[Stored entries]
+-------+

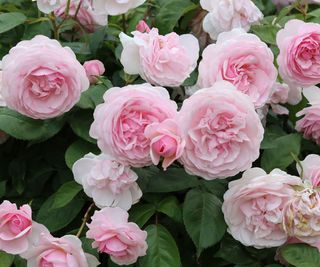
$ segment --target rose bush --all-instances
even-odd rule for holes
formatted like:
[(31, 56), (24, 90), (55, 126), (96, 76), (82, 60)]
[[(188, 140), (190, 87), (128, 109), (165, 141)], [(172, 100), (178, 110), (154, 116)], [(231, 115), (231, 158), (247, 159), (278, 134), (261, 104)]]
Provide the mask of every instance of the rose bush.
[(319, 4), (0, 0), (0, 267), (319, 267)]

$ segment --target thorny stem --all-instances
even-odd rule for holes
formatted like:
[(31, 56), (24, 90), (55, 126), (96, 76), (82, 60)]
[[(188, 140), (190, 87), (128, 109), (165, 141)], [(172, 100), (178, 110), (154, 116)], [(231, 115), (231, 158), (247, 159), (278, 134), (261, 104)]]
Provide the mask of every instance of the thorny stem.
[(79, 10), (80, 10), (80, 7), (82, 5), (82, 0), (79, 2), (79, 5), (77, 6), (77, 9), (76, 9), (76, 13), (74, 14), (74, 18), (76, 19), (77, 16), (78, 16), (78, 13), (79, 13)]
[(122, 29), (124, 33), (127, 33), (127, 19), (126, 14), (122, 15)]
[(87, 209), (86, 214), (84, 215), (84, 217), (82, 219), (82, 224), (81, 224), (81, 226), (79, 228), (79, 231), (78, 231), (78, 233), (76, 235), (77, 237), (81, 236), (82, 231), (83, 231), (84, 227), (86, 226), (87, 221), (89, 220), (90, 211), (92, 210), (93, 207), (94, 207), (94, 203), (92, 203), (90, 205), (90, 207)]

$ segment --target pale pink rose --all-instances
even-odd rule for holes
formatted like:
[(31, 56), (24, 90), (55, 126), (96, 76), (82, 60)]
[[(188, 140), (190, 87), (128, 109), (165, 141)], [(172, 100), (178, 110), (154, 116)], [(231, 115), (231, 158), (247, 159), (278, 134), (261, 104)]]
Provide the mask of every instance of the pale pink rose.
[[(0, 69), (1, 69), (1, 65), (0, 65)], [(2, 71), (0, 70), (0, 107), (5, 107), (6, 105), (7, 105), (6, 101), (4, 101), (2, 96)]]
[(229, 183), (222, 211), (229, 233), (245, 246), (278, 247), (287, 241), (282, 228), (283, 210), (294, 196), (299, 177), (281, 170), (267, 174), (260, 168), (247, 170)]
[(90, 83), (97, 82), (97, 76), (101, 76), (106, 70), (100, 60), (89, 60), (84, 62), (84, 69), (86, 70)]
[(61, 5), (61, 2), (61, 0), (37, 0), (37, 6), (41, 12), (49, 14), (58, 8)]
[(290, 237), (320, 250), (320, 193), (297, 192), (284, 209), (283, 227)]
[(121, 64), (128, 74), (161, 86), (179, 86), (197, 66), (199, 42), (192, 34), (159, 35), (158, 29), (121, 33)]
[(225, 81), (183, 102), (178, 115), (186, 140), (181, 163), (205, 179), (234, 176), (259, 157), (263, 127), (250, 98)]
[(129, 210), (142, 196), (137, 174), (108, 155), (89, 153), (74, 163), (72, 171), (76, 182), (99, 208)]
[(90, 135), (102, 152), (133, 167), (152, 164), (150, 140), (145, 128), (177, 114), (168, 91), (150, 84), (114, 87), (104, 95), (105, 103), (94, 112)]
[(147, 126), (145, 136), (150, 139), (150, 155), (154, 165), (163, 157), (162, 167), (166, 170), (175, 160), (181, 157), (186, 142), (180, 127), (173, 119)]
[(0, 131), (0, 145), (4, 144), (5, 142), (7, 142), (7, 140), (9, 139), (9, 135), (3, 131)]
[(295, 2), (295, 0), (272, 0), (272, 3), (274, 3), (277, 6), (288, 6)]
[(42, 35), (18, 43), (3, 58), (2, 68), (2, 94), (8, 107), (35, 119), (69, 111), (89, 87), (72, 50)]
[(76, 236), (53, 237), (48, 231), (40, 232), (38, 240), (21, 255), (30, 267), (96, 267), (98, 260), (83, 252)]
[(296, 123), (296, 130), (303, 133), (304, 138), (313, 139), (320, 144), (320, 89), (311, 86), (303, 89), (303, 94), (310, 106), (299, 111), (296, 115), (302, 117)]
[(96, 211), (88, 224), (87, 238), (93, 239), (93, 248), (107, 253), (119, 265), (135, 263), (146, 255), (147, 232), (135, 223), (128, 222), (129, 214), (120, 208)]
[(139, 32), (150, 32), (151, 29), (144, 20), (140, 20), (136, 26), (136, 30)]
[(263, 19), (263, 14), (251, 0), (201, 0), (200, 4), (209, 11), (203, 20), (203, 29), (213, 40), (217, 40), (220, 33), (235, 28), (248, 32), (252, 24)]
[(247, 94), (255, 107), (262, 107), (277, 79), (273, 54), (256, 35), (234, 29), (219, 35), (216, 44), (203, 51), (198, 86), (208, 88), (216, 81), (231, 82)]
[(314, 188), (320, 187), (320, 156), (311, 154), (301, 161), (302, 169), (297, 164), (297, 170), (302, 178)]
[(32, 211), (29, 205), (19, 209), (16, 204), (4, 201), (0, 205), (0, 250), (20, 254), (29, 248), (32, 232)]
[[(54, 10), (54, 14), (57, 17), (64, 17), (67, 0), (60, 0), (60, 2), (61, 4)], [(81, 5), (79, 7), (79, 10), (77, 11), (80, 2)], [(106, 26), (108, 24), (108, 14), (96, 12), (92, 6), (92, 0), (71, 0), (69, 15), (74, 17), (75, 14), (77, 14), (77, 21), (88, 32), (94, 32), (97, 26)]]
[(320, 82), (320, 25), (290, 20), (277, 34), (277, 58), (283, 80), (297, 86)]
[(127, 13), (130, 9), (142, 5), (146, 0), (94, 0), (93, 7), (97, 12), (111, 16)]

+-------+

## What you have to do
Each record must be quoted in full and exactly. Do not include the pictures.

## Result below
$ segment --target rose bush --all-instances
even-odd rule for holes
formatted like:
[(31, 56), (24, 90), (55, 126), (96, 76), (82, 60)]
[[(188, 140), (190, 87), (128, 109), (165, 141)], [(172, 100), (178, 110), (154, 116)], [(231, 115), (231, 158), (247, 159), (278, 134), (261, 104)]]
Provide the mask of every instance of the rose bush.
[(319, 4), (0, 0), (0, 267), (319, 267)]

$ segment --target thorny stem --all-instances
even-odd rule for holes
formatted like:
[(31, 56), (24, 90), (55, 126), (96, 76), (82, 60)]
[[(188, 140), (190, 87), (128, 109), (165, 141)], [(172, 100), (178, 110), (154, 116)], [(231, 115), (231, 158), (247, 159), (278, 134), (261, 104)]]
Provide the mask of every instance of the thorny stem.
[(79, 10), (80, 10), (80, 7), (82, 5), (82, 0), (79, 2), (79, 5), (77, 6), (77, 9), (76, 9), (76, 13), (74, 14), (74, 18), (76, 19), (77, 16), (78, 16), (78, 13), (79, 13)]
[(122, 29), (124, 33), (127, 33), (127, 19), (126, 14), (122, 15)]
[(87, 209), (86, 214), (84, 215), (84, 217), (82, 219), (82, 224), (81, 224), (81, 226), (79, 228), (79, 231), (78, 231), (78, 233), (76, 235), (77, 237), (81, 236), (82, 231), (83, 231), (84, 227), (86, 226), (87, 221), (89, 220), (90, 211), (92, 210), (93, 207), (94, 207), (94, 203), (92, 203), (90, 205), (90, 207)]

$ segment --target pale pink rose --all-instances
even-odd rule for holes
formatted like:
[(31, 56), (24, 90), (55, 126), (96, 76), (82, 60)]
[[(188, 140), (190, 87), (128, 109), (165, 141)], [(172, 100), (178, 110), (154, 116)], [(231, 115), (231, 158), (247, 159), (278, 134), (261, 104)]]
Provide the mask of every instance of the pale pink rose.
[[(0, 69), (1, 69), (1, 65), (0, 65)], [(2, 71), (0, 70), (0, 107), (5, 107), (6, 105), (7, 105), (6, 101), (4, 101), (2, 96)]]
[(229, 183), (222, 211), (229, 233), (245, 246), (278, 247), (287, 241), (282, 228), (283, 210), (294, 196), (299, 177), (281, 170), (267, 174), (260, 168), (247, 170)]
[(90, 83), (97, 82), (97, 76), (101, 76), (106, 70), (100, 60), (89, 60), (84, 62), (84, 69), (86, 70)]
[(61, 5), (61, 2), (61, 0), (37, 0), (37, 6), (41, 12), (49, 14), (58, 8)]
[(290, 237), (320, 250), (320, 193), (297, 192), (284, 209), (283, 227)]
[(121, 64), (128, 74), (161, 86), (179, 86), (197, 66), (199, 42), (192, 34), (159, 35), (158, 29), (121, 33)]
[(225, 81), (183, 102), (178, 115), (186, 140), (181, 163), (205, 179), (234, 176), (259, 157), (263, 127), (250, 98)]
[(129, 210), (142, 196), (137, 174), (108, 155), (89, 153), (74, 163), (72, 171), (76, 182), (99, 208)]
[(90, 135), (102, 152), (133, 167), (152, 164), (150, 140), (145, 128), (177, 114), (168, 91), (150, 84), (114, 87), (104, 95), (105, 103), (94, 112)]
[(147, 126), (145, 136), (150, 139), (150, 155), (154, 165), (163, 157), (162, 167), (166, 170), (175, 160), (181, 157), (186, 142), (180, 127), (173, 119)]
[(0, 131), (0, 145), (4, 144), (5, 142), (7, 142), (7, 140), (9, 139), (9, 135), (3, 131)]
[(295, 2), (295, 0), (272, 0), (272, 3), (274, 3), (277, 6), (288, 6)]
[(42, 35), (18, 43), (3, 58), (2, 68), (2, 94), (8, 107), (35, 119), (69, 111), (89, 87), (72, 50)]
[(76, 236), (53, 237), (48, 231), (40, 232), (38, 240), (21, 255), (30, 267), (96, 267), (98, 260), (83, 252)]
[(296, 123), (296, 130), (303, 133), (304, 138), (313, 139), (320, 144), (320, 89), (311, 86), (303, 89), (303, 94), (310, 106), (299, 111), (296, 115), (302, 117)]
[(96, 211), (88, 224), (87, 238), (93, 239), (93, 248), (107, 253), (119, 265), (135, 263), (146, 255), (147, 232), (135, 223), (128, 222), (129, 214), (120, 208)]
[(139, 32), (150, 32), (151, 29), (144, 20), (140, 20), (136, 26), (136, 30)]
[(263, 19), (263, 14), (251, 0), (201, 0), (200, 4), (209, 11), (203, 20), (203, 29), (213, 40), (217, 40), (220, 33), (235, 28), (248, 32), (252, 24)]
[(247, 94), (255, 107), (262, 107), (277, 79), (273, 54), (256, 35), (234, 29), (219, 35), (216, 44), (203, 51), (198, 86), (208, 88), (216, 81), (231, 82)]
[(314, 188), (320, 187), (320, 156), (311, 154), (301, 161), (302, 169), (297, 164), (297, 170), (302, 178)]
[(32, 211), (29, 205), (19, 209), (16, 204), (4, 201), (0, 205), (0, 250), (20, 254), (29, 248), (32, 232)]
[[(54, 10), (54, 14), (57, 17), (64, 17), (67, 0), (60, 0), (60, 2), (61, 4)], [(81, 5), (79, 7), (79, 10), (77, 11), (80, 2)], [(106, 26), (108, 24), (108, 14), (96, 12), (92, 6), (92, 0), (71, 0), (69, 15), (74, 17), (75, 14), (77, 14), (77, 21), (88, 32), (94, 32), (97, 26)]]
[(320, 82), (320, 25), (290, 20), (277, 34), (277, 58), (283, 80), (297, 86)]
[(127, 13), (130, 9), (142, 5), (146, 0), (94, 0), (93, 7), (97, 12), (111, 16)]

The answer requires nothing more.